(Recorded data)
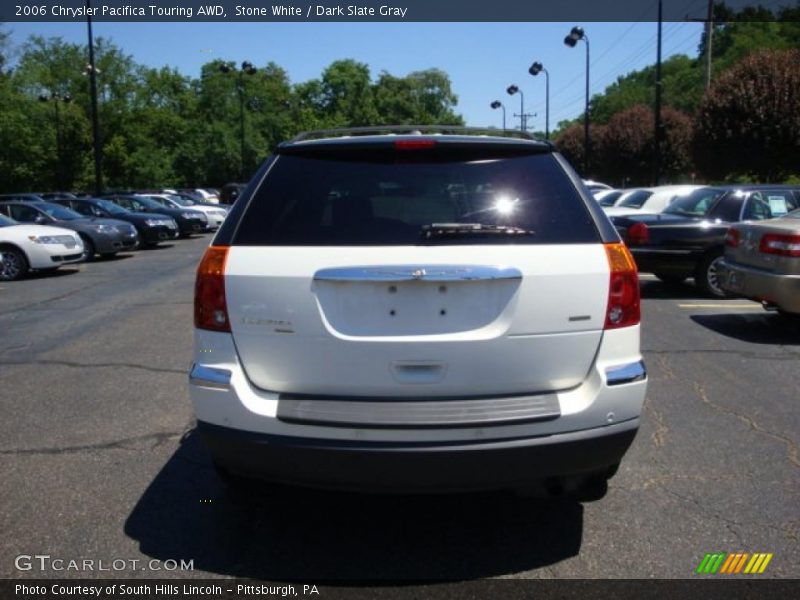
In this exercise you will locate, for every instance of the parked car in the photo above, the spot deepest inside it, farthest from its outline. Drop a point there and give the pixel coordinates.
(189, 221)
(213, 213)
(631, 195)
(22, 197)
(230, 192)
(594, 186)
(762, 259)
(608, 197)
(50, 196)
(688, 238)
(105, 237)
(201, 195)
(35, 247)
(642, 202)
(152, 227)
(418, 312)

* **REQUIREMENT**:
For this exercise, output the records exactly but omit their pictures.

* **SOLUTION FOR THIS PROBLEM**:
In this exercise you will locate, for every instance of the parked car in the photo above, the spot deepest inside it, farthest from its outline. Drop a point there and give the pixel coordinates.
(189, 221)
(213, 213)
(631, 195)
(22, 197)
(230, 192)
(594, 186)
(762, 259)
(608, 197)
(50, 196)
(688, 238)
(105, 237)
(201, 195)
(35, 247)
(642, 202)
(152, 227)
(418, 312)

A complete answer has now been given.